2026 will be here in a few days and everyone is making their New Year’s resolutions. The SF Giants should be no different. Aside from the ongoing offseason wish lists both realistic and nonrealistic for the roster, the Giants need to see some improvements in areas on the field regardless of the personnel. Here’s the New Year’s resolutions the Giants should have for their 2026 season…

3 New Year’s Resolutions for the SF Giants in 2026

Run more

There’s an old adage that “speed kills” and while baseball as a whole has seemed to embrace the bigger bases and taking advantage of the pitch clock to improve the base stealing aspect of the game, the Giants seem to be stuck in the last decade of station-to-station baseball.

Every year, regardless of coaching staff, like the stereotypical New Year’s practice of buying a gym membership, the running game seems to be a yearly topic of discussion in Scottsdale each spring. 2025 was no different as the Giants finished 29th in the league in both stolen bases per game and even stolen base attempts per game. The Giants even seem to have the fix in house. Leveraging the reigning back to back Gold Glove winner at catcher could boost the production on the base paths. If you can steal on a gold glover, chances are you can steal on other teams and gain the confidence to do it more often.

WORK TO DO
(1) Reproduce everything in the article on the Giants' New Year's resolutions from "There’s an old" down to "of station-to-station baseball.".
(2) Extend the article on the Giants' New Year's resolutions, beginning after its final sentence.
The data that follows is not required for any of this work.

DATA
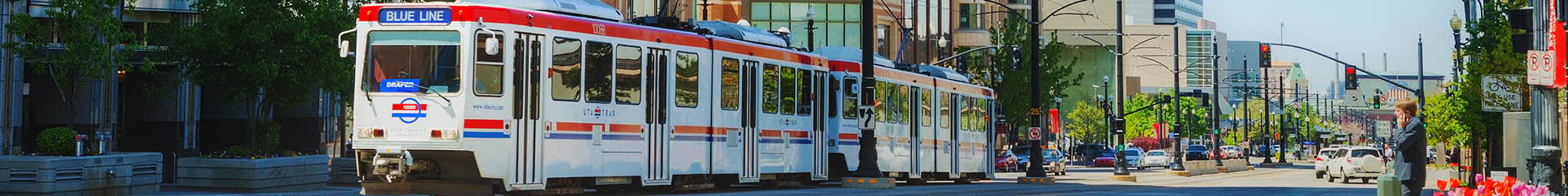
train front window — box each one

OUTPUTS FOR THE TASKS
(1)
There’s an old adage that “speed kills” and while baseball as a whole has seemed to embrace the bigger bases and taking advantage of the pitch clock to improve the base stealing aspect of the game, the Giants seem to be stuck in the last decade of station-to-station baseball.

(2)
Improve defensively

Playing better defense has also seemed to fall into the category of yearly resolutions. It’s tough to see a team with two current Gold Glovers and a perennial Platinum Glover struggle so mightily in the field.

Ranking 24th in errors per game doesn’t bode well for backing up a pitching staff that tends to lean more on their defense than striking batters out (they ranked 16th in K/9). Patrick Bailey was the only player on the team with a DWAR over 1, while lineup fixtures like Heliot Ramos, Jung Hoo Lee, and Rafael Devers all finished in the negative. Newly acquired Willy Adames was ranked as the worst defensive shortstop in the league for the first half of the year, although he did improve as the season went on. Hopefully changes like the hiring or fielding guru Ron Washington will finally make this the year that a goal becomes reality.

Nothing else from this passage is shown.